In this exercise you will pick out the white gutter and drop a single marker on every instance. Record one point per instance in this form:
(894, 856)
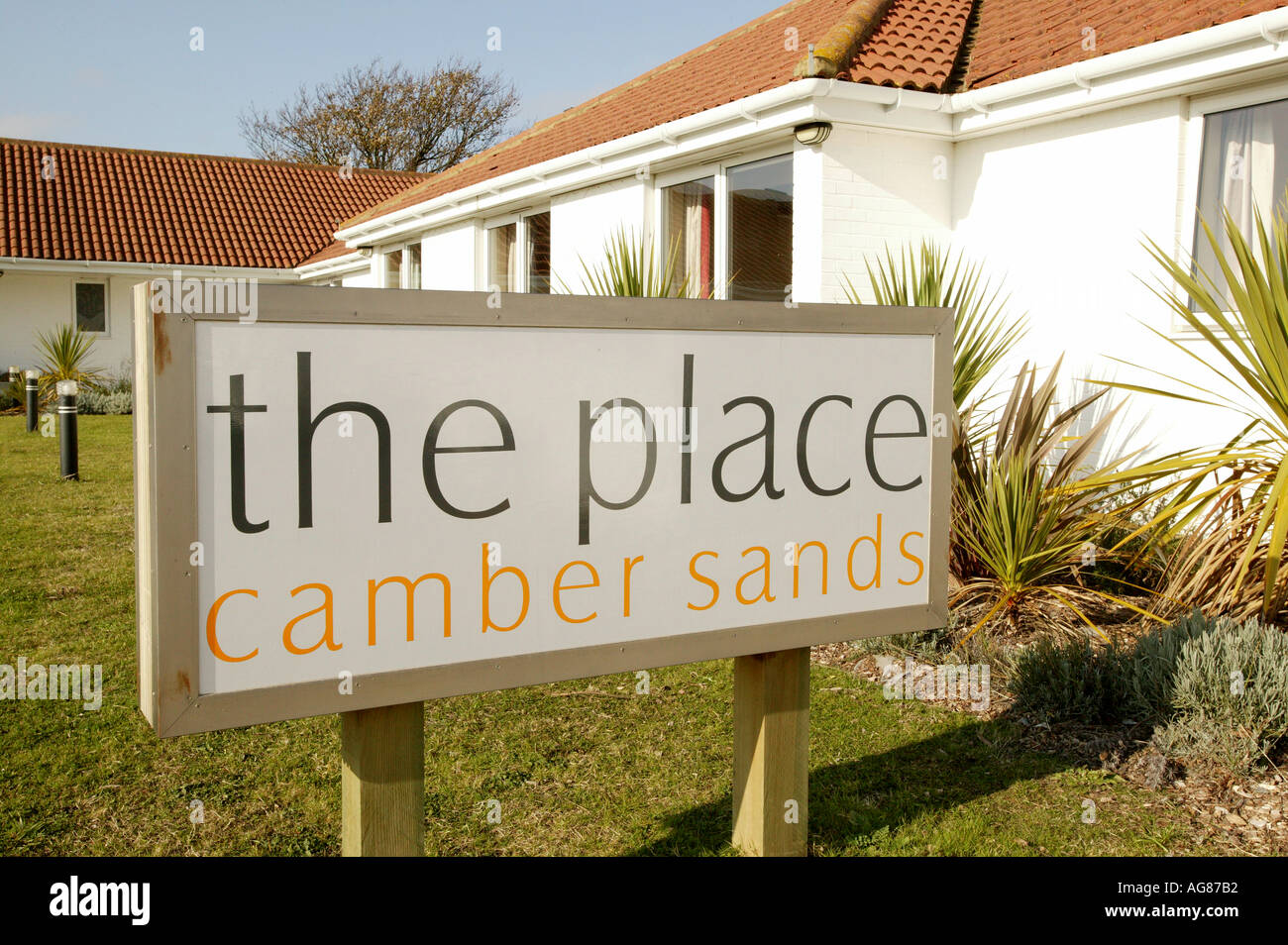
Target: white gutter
(1150, 69)
(146, 269)
(1262, 31)
(610, 158)
(352, 262)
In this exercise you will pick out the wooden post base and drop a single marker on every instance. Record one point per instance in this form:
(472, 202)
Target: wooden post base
(382, 783)
(771, 753)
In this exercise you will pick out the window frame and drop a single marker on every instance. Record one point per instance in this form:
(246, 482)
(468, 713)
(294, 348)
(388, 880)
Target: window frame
(719, 170)
(1194, 129)
(107, 304)
(519, 219)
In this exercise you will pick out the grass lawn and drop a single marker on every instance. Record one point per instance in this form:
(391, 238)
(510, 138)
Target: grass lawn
(585, 768)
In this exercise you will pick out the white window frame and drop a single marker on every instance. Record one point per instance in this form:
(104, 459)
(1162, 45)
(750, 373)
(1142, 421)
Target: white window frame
(717, 168)
(1199, 107)
(520, 236)
(107, 304)
(404, 270)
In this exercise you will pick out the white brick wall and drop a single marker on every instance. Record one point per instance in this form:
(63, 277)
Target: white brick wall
(879, 188)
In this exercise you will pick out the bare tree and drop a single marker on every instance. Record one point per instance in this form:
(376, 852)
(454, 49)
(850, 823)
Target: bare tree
(387, 119)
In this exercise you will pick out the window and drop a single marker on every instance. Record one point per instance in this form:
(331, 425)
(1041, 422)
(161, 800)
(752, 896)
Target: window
(393, 267)
(1243, 166)
(730, 228)
(91, 306)
(760, 230)
(518, 254)
(502, 259)
(412, 274)
(688, 231)
(539, 252)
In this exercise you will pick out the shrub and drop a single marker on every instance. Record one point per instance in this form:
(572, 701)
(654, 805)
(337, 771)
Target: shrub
(116, 402)
(65, 353)
(1229, 694)
(1021, 518)
(1154, 665)
(631, 267)
(1231, 505)
(1215, 689)
(114, 395)
(1063, 682)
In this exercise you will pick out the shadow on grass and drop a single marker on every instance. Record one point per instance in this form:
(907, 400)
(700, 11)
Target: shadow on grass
(879, 793)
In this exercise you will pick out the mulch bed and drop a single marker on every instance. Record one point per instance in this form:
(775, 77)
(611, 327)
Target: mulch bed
(1237, 815)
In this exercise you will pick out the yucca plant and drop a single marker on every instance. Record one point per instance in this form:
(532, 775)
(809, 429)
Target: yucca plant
(1229, 505)
(935, 277)
(64, 353)
(632, 267)
(1021, 520)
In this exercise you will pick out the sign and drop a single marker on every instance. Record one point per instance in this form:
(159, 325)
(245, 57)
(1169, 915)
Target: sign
(365, 497)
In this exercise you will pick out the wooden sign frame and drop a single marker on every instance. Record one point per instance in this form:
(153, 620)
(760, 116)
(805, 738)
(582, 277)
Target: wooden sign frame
(165, 424)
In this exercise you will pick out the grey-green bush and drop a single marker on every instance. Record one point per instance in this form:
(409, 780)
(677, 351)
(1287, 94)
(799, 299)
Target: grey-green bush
(1072, 682)
(104, 402)
(1229, 695)
(1153, 673)
(1214, 689)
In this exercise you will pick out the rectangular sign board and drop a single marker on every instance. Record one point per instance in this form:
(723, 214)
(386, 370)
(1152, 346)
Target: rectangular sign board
(369, 497)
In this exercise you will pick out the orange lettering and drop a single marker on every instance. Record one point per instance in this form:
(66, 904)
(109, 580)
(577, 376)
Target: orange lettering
(921, 567)
(561, 587)
(213, 641)
(487, 595)
(797, 567)
(411, 604)
(712, 584)
(330, 622)
(876, 572)
(764, 591)
(627, 563)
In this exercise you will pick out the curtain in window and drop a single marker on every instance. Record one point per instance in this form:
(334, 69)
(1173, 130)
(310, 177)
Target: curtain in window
(688, 227)
(1241, 171)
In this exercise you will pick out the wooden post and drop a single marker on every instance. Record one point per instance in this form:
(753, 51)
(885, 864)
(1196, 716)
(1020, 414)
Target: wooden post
(382, 783)
(771, 753)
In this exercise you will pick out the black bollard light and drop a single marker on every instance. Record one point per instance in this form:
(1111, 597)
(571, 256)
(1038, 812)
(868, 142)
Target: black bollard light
(33, 399)
(67, 452)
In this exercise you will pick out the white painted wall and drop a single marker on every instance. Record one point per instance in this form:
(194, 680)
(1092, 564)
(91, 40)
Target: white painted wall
(580, 222)
(361, 279)
(877, 188)
(449, 258)
(1060, 210)
(34, 303)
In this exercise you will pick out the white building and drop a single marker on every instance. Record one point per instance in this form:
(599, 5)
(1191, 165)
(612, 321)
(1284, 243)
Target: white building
(80, 226)
(1043, 140)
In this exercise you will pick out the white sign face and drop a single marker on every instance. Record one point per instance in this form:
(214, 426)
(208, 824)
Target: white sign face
(428, 509)
(420, 496)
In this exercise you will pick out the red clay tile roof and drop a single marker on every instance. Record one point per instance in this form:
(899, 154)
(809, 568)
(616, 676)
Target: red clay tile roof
(914, 47)
(923, 46)
(145, 206)
(752, 58)
(333, 252)
(1021, 38)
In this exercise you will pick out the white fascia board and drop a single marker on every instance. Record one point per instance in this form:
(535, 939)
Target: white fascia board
(892, 110)
(75, 266)
(774, 108)
(340, 265)
(1167, 67)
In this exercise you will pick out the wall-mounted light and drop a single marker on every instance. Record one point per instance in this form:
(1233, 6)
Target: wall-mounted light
(812, 132)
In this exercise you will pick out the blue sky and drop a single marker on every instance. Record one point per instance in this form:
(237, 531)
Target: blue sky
(123, 73)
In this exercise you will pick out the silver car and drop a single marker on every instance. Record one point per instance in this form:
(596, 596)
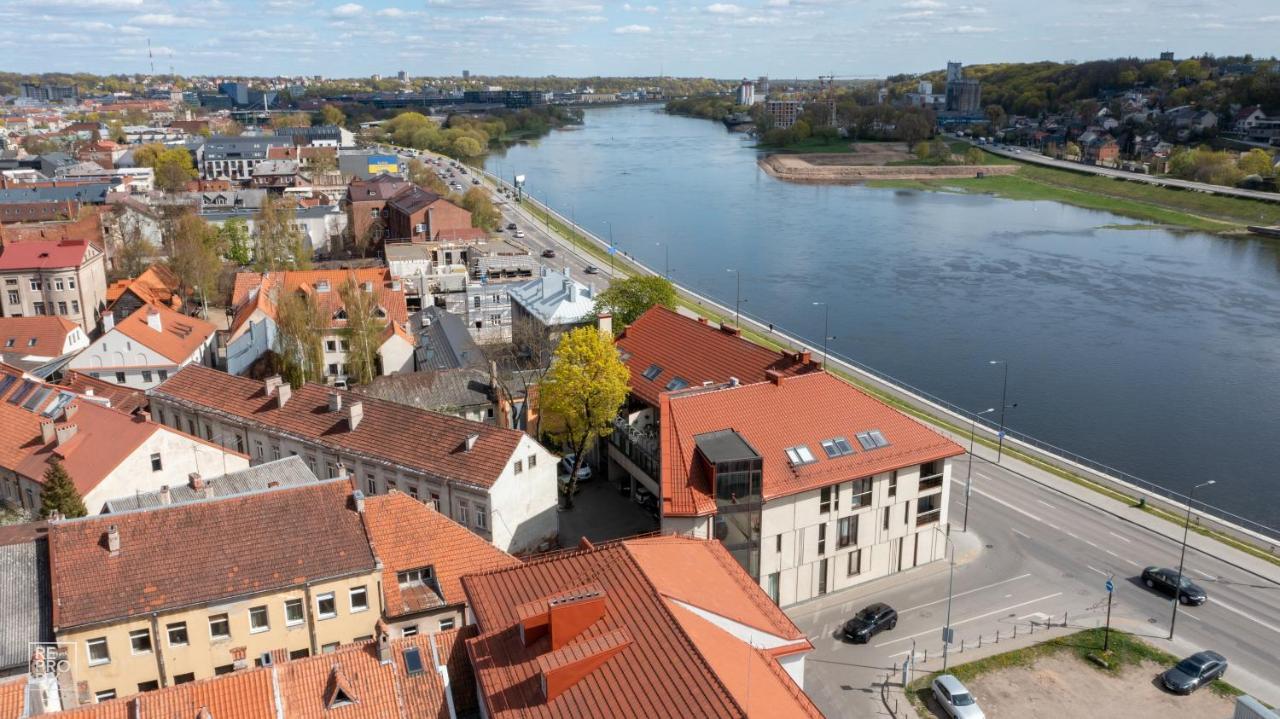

------------

* **YOUR OBJECTIVE**
Put every line of the records above into a Markdown table with the columns "Row" and "Record text," numbering the rows in order and leaving out blank lines. Leave the pictures out of the answer.

* **RESPONSE TO THIS EXERCISE**
| Row | Record text |
|---|---|
| 1 | In this exercise you will pick out the white gutter and drop a single marker on every instance. Record one point per instance in this form: |
| 2 | (894, 856) |
| 3 | Target: white gutter |
| 4 | (1150, 69) |
| 5 | (146, 269) |
| 6 | (1262, 31) |
| 7 | (610, 158) |
| 8 | (352, 262) |
| 9 | In this exercise you will pick out the wooden post base and drop a single marker on every instance. Record one point per instance in this form: |
| 10 | (472, 202) |
| 11 | Target: wooden post base |
| 12 | (382, 783) |
| 13 | (771, 753) |
| 14 | In this exercise you will pick out the window frame and drop a single marker on every instance. Record one point per instance in this form: |
| 15 | (246, 482) |
| 16 | (468, 713) |
| 17 | (294, 348) |
| 18 | (388, 880) |
| 19 | Target: window frame |
| 20 | (719, 170) |
| 21 | (1194, 129) |
| 22 | (107, 304) |
| 23 | (519, 219) |
| 24 | In this exercise you will pick out the grass lawn and drop a single marker on every instance. Record one point per instance in this form: |
| 25 | (391, 238) |
| 26 | (510, 138) |
| 27 | Target: grass lawn |
| 28 | (585, 768) |
| 29 | In this exercise you will pick out the white window frame and drop a single marker on every instance. Record one point per instance in this form: |
| 30 | (104, 459) |
| 31 | (1162, 45) |
| 32 | (750, 373) |
| 33 | (1142, 421) |
| 34 | Target: white window frame |
| 35 | (717, 168) |
| 36 | (1199, 107) |
| 37 | (520, 236) |
| 38 | (107, 304) |
| 39 | (404, 270) |
| 40 | In this exercise you will pick out the white brick wall and drop a single marker on every instance. Record one point per instance in this form: |
| 41 | (63, 277) |
| 42 | Target: white brick wall |
| 43 | (879, 188) |
| 44 | In this exercise you will pick out the bare tree and drop a single marker on every instance. Record one point per instance in this form: |
| 45 | (376, 852) |
| 46 | (454, 49) |
| 47 | (850, 823) |
| 48 | Target: bare tree |
| 49 | (387, 119) |
| 50 | In this exercise you will pick out the window and drop a single marker on every instance. Record one point per instance in this form: |
| 51 | (331, 425) |
| 52 | (1041, 422) |
| 53 | (161, 800) |
| 54 | (752, 896) |
| 55 | Target: window |
| 56 | (393, 267) |
| 57 | (1243, 166) |
| 58 | (730, 228) |
| 59 | (91, 306) |
| 60 | (760, 230) |
| 61 | (518, 254) |
| 62 | (502, 259) |
| 63 | (412, 274) |
| 64 | (688, 231) |
| 65 | (539, 252) |
| 66 | In this exercise you will pick out the shrub and drop a single marker on every instance. Record one point per instance in this form: |
| 67 | (572, 701) |
| 68 | (654, 805) |
| 69 | (337, 771) |
| 70 | Target: shrub |
| 71 | (116, 402) |
| 72 | (65, 353) |
| 73 | (1229, 694) |
| 74 | (1021, 518) |
| 75 | (1154, 665) |
| 76 | (631, 267) |
| 77 | (1231, 505) |
| 78 | (1215, 689) |
| 79 | (114, 395) |
| 80 | (1063, 682) |
| 81 | In this exercise you will pick out the shadow on grass and drop a single marker on every instance. Record one point per instance in this form: |
| 82 | (907, 400) |
| 83 | (700, 11) |
| 84 | Target: shadow on grass |
| 85 | (879, 793) |
| 86 | In this exercise you will pick out the mulch bed and drop a single marker on every instance. Record one point per instance in this form: |
| 87 | (775, 77) |
| 88 | (611, 327) |
| 89 | Target: mulch bed |
| 90 | (1237, 815) |
| 91 | In this exercise you will pick out the yucca plant and drop a single marker on every instance. Record one point per instance in this form: |
| 92 | (532, 775) |
| 93 | (809, 429) |
| 94 | Target: yucca plant |
| 95 | (1229, 505) |
| 96 | (935, 277) |
| 97 | (64, 353) |
| 98 | (632, 267) |
| 99 | (1021, 520) |
| 100 | In this exercise you will pick out the sign and drop a single marker on every instance. Record one point per instance in this form: |
| 101 | (159, 325) |
| 102 | (245, 57) |
| 103 | (1169, 915) |
| 104 | Target: sign |
| 105 | (365, 497) |
| 106 | In this exercise you will pick out the wooden sign frame and drop a single marker on every instance. Record one point per instance in this form: |
| 107 | (153, 620) |
| 108 | (760, 116) |
| 109 | (805, 738) |
| 110 | (582, 277) |
| 111 | Target: wooden sign frame |
| 112 | (165, 424) |
| 113 | In this exercise you will pick out the grey-green bush and drop a single marker on every instance. Record one point per instance in this form: |
| 114 | (409, 780) |
| 115 | (677, 351) |
| 116 | (1287, 94) |
| 117 | (799, 299) |
| 118 | Target: grey-green bush |
| 119 | (1072, 682) |
| 120 | (104, 402) |
| 121 | (1229, 695) |
| 122 | (1153, 673) |
| 123 | (1214, 689) |
| 124 | In this exercise you will pick out the rectangular sign board and drop a single marker on every instance. Record one point per instance in this form: |
| 125 | (723, 214) |
| 126 | (386, 370) |
| 127 | (1152, 346) |
| 128 | Target: rectangular sign board |
| 129 | (369, 497) |
| 130 | In this exercise you will pick out the orange lettering and drop a single marker on every instance. Record one point per instance in this form: |
| 131 | (66, 904) |
| 132 | (109, 580) |
| 133 | (577, 376) |
| 134 | Target: orange lettering |
| 135 | (921, 567) |
| 136 | (561, 587) |
| 137 | (213, 641) |
| 138 | (487, 595) |
| 139 | (797, 567) |
| 140 | (411, 604) |
| 141 | (712, 584) |
| 142 | (330, 622) |
| 143 | (876, 572) |
| 144 | (764, 591) |
| 145 | (627, 563) |
| 146 | In this exercise you will pick out the curtain in window and drop a single marker on every instance. Record one point per instance in this form: |
| 147 | (334, 69) |
| 148 | (1173, 130) |
| 149 | (310, 177) |
| 150 | Target: curtain in window |
| 151 | (688, 227) |
| 152 | (1241, 171) |
| 153 | In this exercise you will pick out the wooden post and drop a single marker on every instance. Record one point per instance in this form: |
| 154 | (753, 51) |
| 155 | (885, 864) |
| 156 | (1196, 716) |
| 157 | (1020, 414) |
| 158 | Target: wooden post |
| 159 | (382, 783) |
| 160 | (771, 753) |
| 161 | In this exercise you will pick out the black bollard light and drop a single marker on every instance. Record one point per instance in this form: |
| 162 | (1111, 597) |
| 163 | (571, 256) |
| 164 | (1038, 812) |
| 165 | (868, 142) |
| 166 | Target: black bollard light |
| 167 | (33, 399) |
| 168 | (67, 452) |
| 169 | In this exercise you will pick out the white painted wall and drop a single marker on every instance. Record one point per instance in this form: |
| 170 | (194, 680) |
| 171 | (1092, 564) |
| 172 | (91, 40) |
| 173 | Target: white painted wall |
| 174 | (580, 222) |
| 175 | (361, 279) |
| 176 | (877, 188) |
| 177 | (449, 258) |
| 178 | (1060, 210) |
| 179 | (34, 303) |
| 180 | In this exercise you will pick out the white building and drop a single marker on every instance. Record one point per instance in this form: |
| 181 | (599, 5) |
| 182 | (1191, 165) |
| 183 | (612, 321) |
| 184 | (1284, 243) |
| 185 | Target: white building |
| 186 | (80, 226) |
| 187 | (1043, 140) |
| 188 | In this exercise you will pick out the white sign face and drop a single marker on every instance. Record one point per instance in this form: |
| 189 | (214, 426) |
| 190 | (208, 824) |
| 191 | Target: white sign face |
| 192 | (428, 509) |
| 193 | (420, 496) |
| 194 | In this exercise you will pick out the red clay tile roof and drop a single marker on every instance. Record one point per instance in this form: |
| 195 | (899, 154) |
| 196 | (809, 568) |
| 197 | (616, 676) |
| 198 | Target: red clay tile roof |
| 199 | (914, 47) |
| 200 | (923, 46) |
| 201 | (145, 206) |
| 202 | (752, 58) |
| 203 | (333, 252) |
| 204 | (1021, 38) |
| 205 | In this exercise you will pick out the white fascia board and drop a single marker on every instance. Record one point per instance in this form: |
| 206 | (535, 939) |
| 207 | Target: white fascia board |
| 208 | (892, 110) |
| 209 | (75, 266) |
| 210 | (774, 108) |
| 211 | (340, 265) |
| 212 | (1167, 67) |
| 213 | In this exercise you will pick out the wall-mounted light and drop a single marker on every instance. Record one point per instance in this form: |
| 214 | (1233, 6) |
| 215 | Target: wall-mounted light |
| 216 | (812, 132) |
| 217 | In this exercise you will pick out the blue sky and drop a single marker on every instance. Record one point per instance in this form: |
| 218 | (237, 531) |
| 219 | Target: blue sky |
| 220 | (123, 73) |
| 221 | In this exercise you will pick out the silver car and drop a single marker on every instance. Record one point per instance in this form: |
| 222 | (596, 596) |